# Tahoe Sierra Century



## Marcus75 (Feb 17, 2004)

Anyone did this before? I'm doing this for the first time in September and would like some inputs on how I should train for all that climbing (over 6K) and what are the weather conditions like there? It seem pretty wet from the pictures that I seen?


----------



## CHL (Jun 24, 2005)

Hi Marcus75:

Are you doing the full 100 miles or the 100 kilometers? I rode the 100k a few years back and it was a wonderful ride with great support. The 100k starts at Squaw Valley, rides up Hwy 89 and then onto Donner Pass Road. Climb Donner Pass Road to the Sugar Bowl Ski resort. Take your time on the climb and you'll be treated to some spectacular views of the Sierras. You will then enjoy one of the fastest descent into Cisco Grove. Enjoy a hearty lunch and relax. You'll ride back in the exact same direction. 

Remember what allowed you that ridiculously fun descent? Yeah, you'll climb back over that!!! It's a steady climb that easily achievable if you don't over exert yourself. Ride back down Hwy 35 to Donner Lake (this is a technical descent with many switchbacks). Don't go too crazy with ultra high tire pressure, Hwy 89 doesn't have the smoothest pavement. If you come from sea level, then please arrive a day early to acclimate yourself to the altitude. The thin air will hit your immediately when you exert yourself.

● **EXPLORE THE MATERIAL**:
• 1. Repeat everything in the Tahoe Sierra Century thread from "# Tahoe Sierra" down to "(Jun 24, 2005)", switching "September" to "October".
• 2. Translate this sentence from the Tahoe Sierra Century thread into Spanish: "I rode the 100k a few years back and it was a wonderful ride with great support."
• 3. Extend the Tahoe Sierra Century thread, picking up right after its final sentence.

● **SOURCE MATERIAL**:
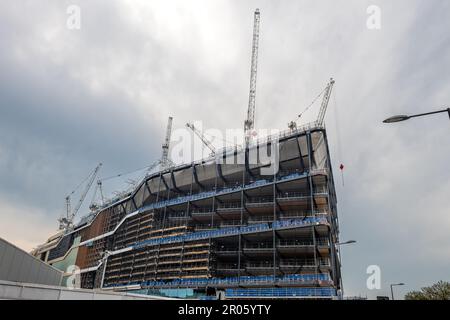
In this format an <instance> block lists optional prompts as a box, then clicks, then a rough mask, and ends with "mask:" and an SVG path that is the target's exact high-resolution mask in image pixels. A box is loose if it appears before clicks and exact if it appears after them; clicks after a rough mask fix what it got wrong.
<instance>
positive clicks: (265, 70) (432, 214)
mask: <svg viewBox="0 0 450 320" xmlns="http://www.w3.org/2000/svg"><path fill="white" fill-rule="evenodd" d="M71 4H76V5H78V6H79V7H80V8H81V29H79V30H70V29H68V28H67V26H66V22H67V18H68V14H67V12H66V10H67V7H68V6H69V5H71ZM370 5H377V6H378V7H379V8H380V9H381V29H379V30H376V29H375V30H374V29H369V28H367V19H368V18H369V14H367V11H366V10H367V8H368V7H369V6H370ZM257 7H259V8H260V10H261V32H260V33H261V38H260V55H259V69H258V85H257V110H256V127H257V128H267V129H271V128H280V129H284V128H286V125H287V123H288V122H289V121H291V120H293V119H294V118H295V116H296V115H297V114H298V113H299V112H300V111H302V110H303V109H304V108H305V107H306V106H307V105H308V104H309V103H310V102H311V101H312V100H313V99H314V98H315V97H316V96H317V94H318V93H320V92H321V91H322V90H323V88H324V86H325V85H326V83H327V81H328V79H329V78H330V77H334V78H335V79H336V87H335V88H336V90H335V95H334V96H333V97H332V99H331V102H330V109H329V112H328V113H327V118H326V124H327V129H328V136H329V143H330V148H331V151H332V158H333V166H334V168H335V172H334V174H335V177H336V184H337V185H336V187H337V189H338V197H339V203H338V205H339V215H340V225H341V239H342V240H348V239H355V240H357V241H358V243H357V244H355V245H352V246H348V247H344V248H343V252H342V253H343V275H344V286H345V289H346V295H363V296H366V295H367V296H368V297H369V298H373V297H375V296H377V295H388V294H389V283H392V282H405V283H406V284H407V285H406V286H405V287H403V288H397V289H396V292H398V295H399V296H400V295H402V294H404V293H405V292H407V291H408V290H412V289H417V288H420V287H422V286H425V285H429V284H432V283H434V282H436V281H438V280H447V281H449V280H450V232H449V230H450V170H449V162H450V143H449V134H450V122H449V119H448V116H446V115H445V114H441V115H437V116H432V117H429V118H420V119H415V120H411V121H408V122H404V123H399V124H396V125H389V126H388V125H383V124H382V123H381V121H382V120H383V119H384V118H386V117H388V116H390V115H394V114H404V113H406V114H410V113H420V112H427V111H432V110H437V109H439V108H441V107H443V106H449V104H450V37H449V36H448V33H449V30H450V19H449V18H450V17H449V16H450V2H449V1H447V0H433V1H425V0H422V1H419V0H414V1H413V0H403V1H402V0H397V1H388V0H386V1H377V0H373V1H364V0H340V1H336V0H330V1H324V0H323V1H311V0H309V1H299V0H291V1H288V0H285V1H237V0H236V1H232V0H228V1H192V0H189V1H186V0H184V1H154V0H152V1H148V0H142V1H138V0H133V1H125V0H123V1H106V0H104V1H101V0H97V1H92V0H86V1H76V0H71V1H43V0H41V1H25V0H19V1H2V2H1V4H0V236H1V237H3V238H5V239H7V240H9V241H11V242H13V243H15V244H16V245H18V246H20V247H22V248H24V249H26V250H30V249H32V248H33V247H34V246H36V245H37V244H39V243H41V242H42V241H45V239H47V238H48V236H49V235H50V234H52V232H54V231H55V230H56V228H57V223H56V219H57V217H58V216H60V215H61V214H62V213H63V212H64V211H63V210H64V197H65V195H66V194H67V193H69V192H70V191H71V190H72V189H73V188H74V187H76V185H77V184H78V183H80V182H81V181H82V180H83V179H84V178H85V177H86V176H87V174H88V173H89V172H90V171H91V170H92V169H93V168H94V167H95V166H96V164H97V163H98V162H103V164H104V166H103V168H102V171H101V175H102V176H103V177H105V176H109V175H113V174H118V173H121V172H125V171H129V170H134V169H136V168H140V167H143V166H145V165H147V164H149V163H152V162H153V161H154V160H156V159H157V158H159V157H160V153H161V148H160V145H161V142H162V140H163V136H164V131H165V126H166V121H167V117H168V116H169V115H172V116H173V117H174V126H175V127H182V126H183V125H184V123H186V121H194V120H201V121H203V124H204V127H206V128H217V129H220V130H225V129H227V128H241V127H242V125H243V121H244V118H245V115H246V108H247V103H248V84H249V73H250V53H251V37H252V24H253V11H254V9H255V8H257ZM317 111H318V106H315V107H314V108H312V109H311V110H310V112H308V114H306V115H305V118H304V121H308V120H310V119H313V118H314V117H315V116H316V114H317ZM340 163H344V164H345V172H344V179H345V186H343V182H342V179H341V175H340V172H338V170H337V168H338V166H339V164H340ZM113 183H116V184H117V183H120V182H111V184H113ZM115 186H116V185H114V186H111V185H110V186H108V185H106V186H105V189H107V190H108V188H110V189H109V191H112V190H113V189H114V188H113V187H115ZM89 200H90V199H89ZM369 265H378V266H380V268H381V271H382V274H381V276H382V279H381V282H382V288H381V290H374V291H370V290H368V289H367V287H366V279H367V277H368V275H367V274H366V268H367V267H368V266H369Z"/></svg>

● **ANSWERS PER TASK**:
• 1.
# Tahoe Sierra Century



## Marcus75 (Feb 17, 2004)

Anyone did this before? I'm doing this for the first time in October and would like some inputs on how I should train for all that climbing (over 6K) and what are the weather conditions like there? It seem pretty wet from the pictures that I seen?


----------



## CHL (Jun 24, 2005)

• 2. Hice los 100 km hace unos años y fue un recorrido maravilloso con un gran apoyo.

• 3.
I rather enjoyed this ride. You can stay at the Squaw Valley Lodge, adjacent to the primary resort. It's a little less expensive but it's not "inexpensive at over $150 a night." I believe the Rib BBQ cook off at the Nugget Casino in Reno takes place simultaneously. After a hard ride, drive to Reno and treat yourself to some of the best ribs in the world.

C.


----------



## Marcus75 (Feb 17, 2004)

Thanks for the input! That's a good point about the altitude!


----------



## vontress (Jul 19, 2009)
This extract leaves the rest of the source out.